((
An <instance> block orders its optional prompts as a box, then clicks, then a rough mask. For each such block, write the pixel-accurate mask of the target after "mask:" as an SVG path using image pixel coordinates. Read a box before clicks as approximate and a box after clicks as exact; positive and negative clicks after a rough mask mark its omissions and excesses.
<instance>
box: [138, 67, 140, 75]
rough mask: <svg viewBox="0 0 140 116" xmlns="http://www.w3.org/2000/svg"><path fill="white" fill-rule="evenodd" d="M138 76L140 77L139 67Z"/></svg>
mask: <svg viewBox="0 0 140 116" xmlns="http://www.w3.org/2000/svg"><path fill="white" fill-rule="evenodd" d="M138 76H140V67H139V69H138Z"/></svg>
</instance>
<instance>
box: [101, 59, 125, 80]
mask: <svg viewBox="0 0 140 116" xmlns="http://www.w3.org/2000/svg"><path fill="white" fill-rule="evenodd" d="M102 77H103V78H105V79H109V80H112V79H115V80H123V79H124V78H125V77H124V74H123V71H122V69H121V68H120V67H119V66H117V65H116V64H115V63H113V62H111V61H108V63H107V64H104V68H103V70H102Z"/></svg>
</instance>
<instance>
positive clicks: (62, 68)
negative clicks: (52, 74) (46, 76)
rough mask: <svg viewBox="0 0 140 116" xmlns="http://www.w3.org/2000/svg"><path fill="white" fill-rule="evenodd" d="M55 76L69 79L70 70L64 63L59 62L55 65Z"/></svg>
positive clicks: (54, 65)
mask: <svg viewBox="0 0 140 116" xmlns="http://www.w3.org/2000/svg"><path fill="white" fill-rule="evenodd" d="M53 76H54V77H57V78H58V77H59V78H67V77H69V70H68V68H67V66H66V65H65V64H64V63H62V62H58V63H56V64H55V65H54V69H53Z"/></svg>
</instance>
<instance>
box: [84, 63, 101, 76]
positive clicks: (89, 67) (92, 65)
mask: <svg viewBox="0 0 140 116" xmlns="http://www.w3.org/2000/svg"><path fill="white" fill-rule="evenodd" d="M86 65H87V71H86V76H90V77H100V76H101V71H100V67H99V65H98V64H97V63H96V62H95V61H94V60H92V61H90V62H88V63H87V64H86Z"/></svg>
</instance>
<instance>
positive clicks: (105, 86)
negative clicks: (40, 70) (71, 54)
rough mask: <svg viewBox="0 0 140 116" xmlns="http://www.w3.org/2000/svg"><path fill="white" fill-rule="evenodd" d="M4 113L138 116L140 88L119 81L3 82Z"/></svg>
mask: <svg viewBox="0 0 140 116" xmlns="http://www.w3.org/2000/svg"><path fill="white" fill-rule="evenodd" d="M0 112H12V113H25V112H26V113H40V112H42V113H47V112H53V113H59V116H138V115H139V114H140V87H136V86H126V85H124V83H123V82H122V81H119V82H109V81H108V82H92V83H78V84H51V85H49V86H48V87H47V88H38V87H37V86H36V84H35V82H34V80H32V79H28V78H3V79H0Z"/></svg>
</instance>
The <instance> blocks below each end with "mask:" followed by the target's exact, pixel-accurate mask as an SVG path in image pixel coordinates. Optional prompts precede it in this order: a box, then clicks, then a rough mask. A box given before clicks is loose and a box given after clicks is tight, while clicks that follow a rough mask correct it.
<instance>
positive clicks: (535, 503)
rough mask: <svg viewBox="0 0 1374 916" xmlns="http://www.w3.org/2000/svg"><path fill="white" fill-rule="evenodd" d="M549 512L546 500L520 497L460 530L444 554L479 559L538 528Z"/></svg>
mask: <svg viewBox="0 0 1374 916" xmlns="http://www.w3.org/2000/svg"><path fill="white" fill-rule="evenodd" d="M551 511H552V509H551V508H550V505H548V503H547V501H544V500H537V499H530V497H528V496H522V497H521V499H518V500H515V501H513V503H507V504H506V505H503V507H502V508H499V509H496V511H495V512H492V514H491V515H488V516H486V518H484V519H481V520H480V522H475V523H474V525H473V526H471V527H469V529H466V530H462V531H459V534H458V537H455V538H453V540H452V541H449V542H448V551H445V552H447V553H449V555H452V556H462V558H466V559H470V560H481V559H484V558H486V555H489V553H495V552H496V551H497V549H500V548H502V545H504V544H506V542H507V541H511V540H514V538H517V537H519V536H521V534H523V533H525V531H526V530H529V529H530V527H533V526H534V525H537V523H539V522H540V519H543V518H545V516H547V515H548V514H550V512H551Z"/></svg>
))
((
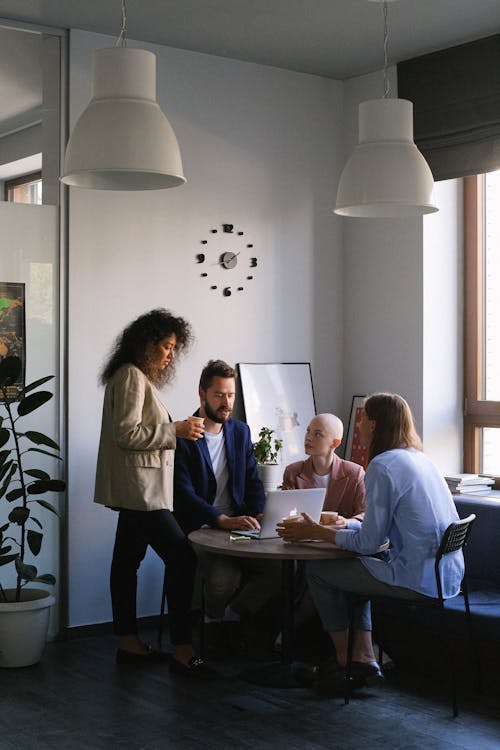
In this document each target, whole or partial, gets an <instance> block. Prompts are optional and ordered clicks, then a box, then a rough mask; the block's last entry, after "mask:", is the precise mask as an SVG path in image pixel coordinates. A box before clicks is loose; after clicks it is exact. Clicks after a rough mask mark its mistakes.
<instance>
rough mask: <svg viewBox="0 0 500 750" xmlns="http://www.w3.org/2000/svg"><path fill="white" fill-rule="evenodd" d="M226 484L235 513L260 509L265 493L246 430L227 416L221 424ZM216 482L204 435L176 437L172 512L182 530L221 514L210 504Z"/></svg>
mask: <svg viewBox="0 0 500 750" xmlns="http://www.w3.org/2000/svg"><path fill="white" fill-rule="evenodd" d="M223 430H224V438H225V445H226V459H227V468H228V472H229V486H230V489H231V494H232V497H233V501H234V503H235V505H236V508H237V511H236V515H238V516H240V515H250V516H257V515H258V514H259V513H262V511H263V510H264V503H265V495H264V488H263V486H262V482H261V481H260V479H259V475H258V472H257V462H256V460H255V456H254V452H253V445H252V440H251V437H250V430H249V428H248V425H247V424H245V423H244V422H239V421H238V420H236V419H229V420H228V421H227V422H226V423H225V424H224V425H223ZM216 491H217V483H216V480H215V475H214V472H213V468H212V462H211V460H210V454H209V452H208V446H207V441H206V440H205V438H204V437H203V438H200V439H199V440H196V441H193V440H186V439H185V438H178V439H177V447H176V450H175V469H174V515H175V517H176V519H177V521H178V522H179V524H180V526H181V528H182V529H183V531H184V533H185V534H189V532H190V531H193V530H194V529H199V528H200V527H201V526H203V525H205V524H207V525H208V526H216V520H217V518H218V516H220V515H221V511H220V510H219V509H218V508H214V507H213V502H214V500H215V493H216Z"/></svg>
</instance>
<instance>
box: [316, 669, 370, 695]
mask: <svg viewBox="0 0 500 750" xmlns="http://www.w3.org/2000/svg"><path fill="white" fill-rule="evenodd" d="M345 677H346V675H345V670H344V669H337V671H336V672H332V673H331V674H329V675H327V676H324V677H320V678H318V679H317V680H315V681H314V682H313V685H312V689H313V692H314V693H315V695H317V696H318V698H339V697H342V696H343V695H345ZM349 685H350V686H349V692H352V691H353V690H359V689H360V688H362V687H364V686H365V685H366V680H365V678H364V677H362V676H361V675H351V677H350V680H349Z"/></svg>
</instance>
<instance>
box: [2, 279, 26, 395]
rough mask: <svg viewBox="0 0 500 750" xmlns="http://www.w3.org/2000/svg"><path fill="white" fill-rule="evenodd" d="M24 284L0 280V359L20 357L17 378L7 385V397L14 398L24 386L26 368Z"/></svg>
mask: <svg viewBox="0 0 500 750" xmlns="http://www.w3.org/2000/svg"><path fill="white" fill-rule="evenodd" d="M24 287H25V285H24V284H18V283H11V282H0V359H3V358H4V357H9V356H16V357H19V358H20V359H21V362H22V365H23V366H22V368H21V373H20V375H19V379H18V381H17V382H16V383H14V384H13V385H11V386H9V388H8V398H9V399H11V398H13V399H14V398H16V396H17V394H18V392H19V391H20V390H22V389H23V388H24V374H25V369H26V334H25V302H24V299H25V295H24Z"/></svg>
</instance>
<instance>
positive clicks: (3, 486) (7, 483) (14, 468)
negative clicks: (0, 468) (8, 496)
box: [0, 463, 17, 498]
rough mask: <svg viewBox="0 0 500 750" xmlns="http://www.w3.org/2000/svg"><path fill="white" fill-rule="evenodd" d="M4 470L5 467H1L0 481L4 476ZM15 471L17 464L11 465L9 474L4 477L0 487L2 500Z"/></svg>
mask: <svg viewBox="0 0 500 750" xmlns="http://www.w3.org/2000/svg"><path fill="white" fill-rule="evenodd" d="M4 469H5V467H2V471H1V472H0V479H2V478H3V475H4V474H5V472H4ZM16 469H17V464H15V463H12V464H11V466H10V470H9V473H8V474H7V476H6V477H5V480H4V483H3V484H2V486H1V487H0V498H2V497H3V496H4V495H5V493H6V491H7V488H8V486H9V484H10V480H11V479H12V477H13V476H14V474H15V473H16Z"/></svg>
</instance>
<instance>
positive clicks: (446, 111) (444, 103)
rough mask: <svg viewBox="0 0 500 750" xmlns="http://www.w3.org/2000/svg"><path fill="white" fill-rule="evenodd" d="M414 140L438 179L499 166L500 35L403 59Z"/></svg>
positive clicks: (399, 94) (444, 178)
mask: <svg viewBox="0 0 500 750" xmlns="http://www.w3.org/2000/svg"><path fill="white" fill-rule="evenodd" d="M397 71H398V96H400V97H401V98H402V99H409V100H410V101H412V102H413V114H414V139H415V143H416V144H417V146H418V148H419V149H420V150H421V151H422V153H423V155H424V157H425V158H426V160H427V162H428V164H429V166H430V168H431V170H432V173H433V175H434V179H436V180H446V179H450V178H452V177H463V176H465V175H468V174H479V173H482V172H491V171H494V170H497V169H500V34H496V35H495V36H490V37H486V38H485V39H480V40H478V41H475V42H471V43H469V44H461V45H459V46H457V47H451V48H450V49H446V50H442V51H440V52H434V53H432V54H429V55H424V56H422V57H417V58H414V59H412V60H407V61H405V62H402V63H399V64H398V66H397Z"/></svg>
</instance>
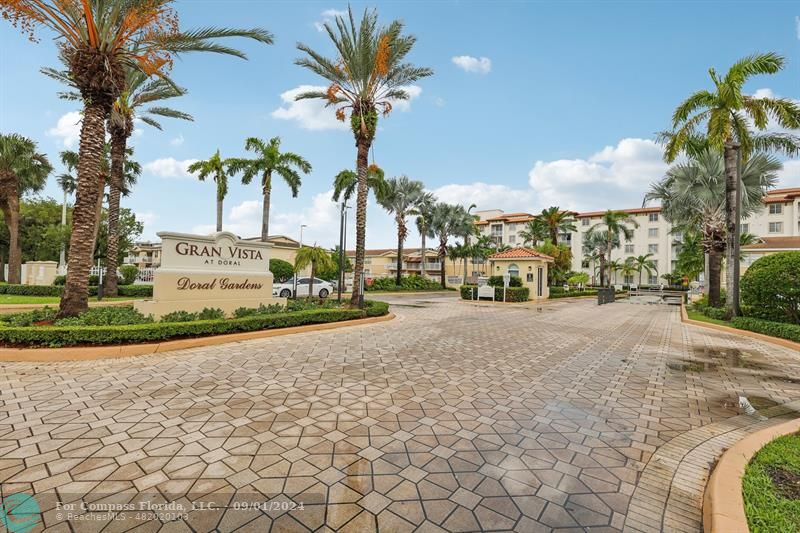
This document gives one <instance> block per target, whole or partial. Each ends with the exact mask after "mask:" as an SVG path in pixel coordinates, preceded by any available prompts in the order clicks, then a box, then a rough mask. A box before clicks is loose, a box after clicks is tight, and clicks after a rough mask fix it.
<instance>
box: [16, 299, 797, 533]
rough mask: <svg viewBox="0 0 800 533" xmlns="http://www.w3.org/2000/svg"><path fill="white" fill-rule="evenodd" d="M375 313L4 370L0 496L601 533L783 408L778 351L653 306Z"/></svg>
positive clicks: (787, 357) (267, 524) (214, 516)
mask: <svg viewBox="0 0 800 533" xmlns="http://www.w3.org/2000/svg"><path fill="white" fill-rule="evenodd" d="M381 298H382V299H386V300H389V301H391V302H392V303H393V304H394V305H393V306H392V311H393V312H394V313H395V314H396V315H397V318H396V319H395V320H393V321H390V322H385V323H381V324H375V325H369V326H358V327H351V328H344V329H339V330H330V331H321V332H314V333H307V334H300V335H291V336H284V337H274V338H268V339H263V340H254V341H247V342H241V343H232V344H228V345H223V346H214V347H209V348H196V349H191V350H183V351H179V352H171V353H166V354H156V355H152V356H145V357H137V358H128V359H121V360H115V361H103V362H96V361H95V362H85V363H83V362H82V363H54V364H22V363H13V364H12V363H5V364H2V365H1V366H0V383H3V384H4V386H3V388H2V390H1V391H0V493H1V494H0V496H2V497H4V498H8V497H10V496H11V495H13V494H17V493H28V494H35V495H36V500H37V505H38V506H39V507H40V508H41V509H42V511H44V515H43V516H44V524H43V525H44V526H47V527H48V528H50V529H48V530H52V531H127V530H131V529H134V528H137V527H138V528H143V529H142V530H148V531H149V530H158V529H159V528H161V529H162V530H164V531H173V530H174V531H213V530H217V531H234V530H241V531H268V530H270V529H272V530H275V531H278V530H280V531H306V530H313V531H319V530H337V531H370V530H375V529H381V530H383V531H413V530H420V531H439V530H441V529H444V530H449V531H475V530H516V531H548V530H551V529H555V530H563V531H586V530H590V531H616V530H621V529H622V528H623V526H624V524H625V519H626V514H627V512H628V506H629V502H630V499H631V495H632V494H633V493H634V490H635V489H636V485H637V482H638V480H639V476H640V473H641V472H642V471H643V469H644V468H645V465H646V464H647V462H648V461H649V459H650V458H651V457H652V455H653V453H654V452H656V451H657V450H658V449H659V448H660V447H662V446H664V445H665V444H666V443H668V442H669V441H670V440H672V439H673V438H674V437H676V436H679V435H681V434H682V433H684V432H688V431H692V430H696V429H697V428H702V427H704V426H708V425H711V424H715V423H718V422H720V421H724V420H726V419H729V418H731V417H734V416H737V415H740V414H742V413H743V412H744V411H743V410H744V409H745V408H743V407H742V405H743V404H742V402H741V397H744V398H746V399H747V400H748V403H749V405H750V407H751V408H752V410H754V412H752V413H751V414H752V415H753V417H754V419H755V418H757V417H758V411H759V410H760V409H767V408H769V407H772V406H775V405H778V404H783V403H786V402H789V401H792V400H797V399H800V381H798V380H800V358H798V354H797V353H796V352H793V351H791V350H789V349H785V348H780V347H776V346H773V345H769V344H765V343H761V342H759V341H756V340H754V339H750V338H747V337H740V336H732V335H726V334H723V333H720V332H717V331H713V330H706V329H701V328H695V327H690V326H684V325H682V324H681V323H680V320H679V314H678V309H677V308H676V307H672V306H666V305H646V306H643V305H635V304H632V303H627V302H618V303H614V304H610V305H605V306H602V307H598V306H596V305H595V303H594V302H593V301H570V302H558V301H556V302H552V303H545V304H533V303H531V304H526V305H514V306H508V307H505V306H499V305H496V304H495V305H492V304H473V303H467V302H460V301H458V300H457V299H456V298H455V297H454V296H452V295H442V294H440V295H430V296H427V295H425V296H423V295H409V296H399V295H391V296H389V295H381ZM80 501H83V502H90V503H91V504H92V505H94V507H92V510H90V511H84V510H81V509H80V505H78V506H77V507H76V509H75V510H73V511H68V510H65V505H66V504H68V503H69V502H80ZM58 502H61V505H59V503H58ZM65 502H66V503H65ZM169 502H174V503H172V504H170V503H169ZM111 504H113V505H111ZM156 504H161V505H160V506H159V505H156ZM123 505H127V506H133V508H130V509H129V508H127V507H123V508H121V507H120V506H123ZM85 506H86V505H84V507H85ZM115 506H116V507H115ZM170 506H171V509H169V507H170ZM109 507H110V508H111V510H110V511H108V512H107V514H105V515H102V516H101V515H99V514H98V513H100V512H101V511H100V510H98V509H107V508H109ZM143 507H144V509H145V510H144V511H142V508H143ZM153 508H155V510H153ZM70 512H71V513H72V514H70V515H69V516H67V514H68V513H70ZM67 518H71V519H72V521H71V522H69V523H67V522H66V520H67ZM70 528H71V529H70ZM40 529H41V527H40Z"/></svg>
))
_WHAT TO DO_
Reproduce only the lines above spanning from the line containing "positive clicks: (105, 86)" through the line containing "positive clicks: (535, 503)", word for word.

_TASK ANSWER_
positive clicks: (105, 86)
negative clicks: (40, 70) (71, 54)
rough mask: <svg viewBox="0 0 140 116" xmlns="http://www.w3.org/2000/svg"><path fill="white" fill-rule="evenodd" d="M4 113L138 116L140 88L119 81L3 82Z"/></svg>
mask: <svg viewBox="0 0 140 116" xmlns="http://www.w3.org/2000/svg"><path fill="white" fill-rule="evenodd" d="M0 112H12V113H25V112H26V113H40V112H42V113H47V112H53V113H59V116H138V115H139V114H140V87H136V86H126V85H124V83H123V82H122V81H119V82H109V81H108V82H92V83H78V84H51V85H49V86H48V87H47V88H38V87H37V86H36V84H35V82H34V80H32V79H28V78H3V79H0Z"/></svg>
</instance>
The <instance> blocks below each end with "mask:" followed by the target's exact, pixel-accurate mask as an SVG path in image pixel coordinates. Optional prompts precede it in this order: a box, then clicks, then a rough mask. A box given before clicks is loose and a box given after clicks is tight, while clicks that follow a rough mask correct it.
<instance>
positive clicks: (535, 503)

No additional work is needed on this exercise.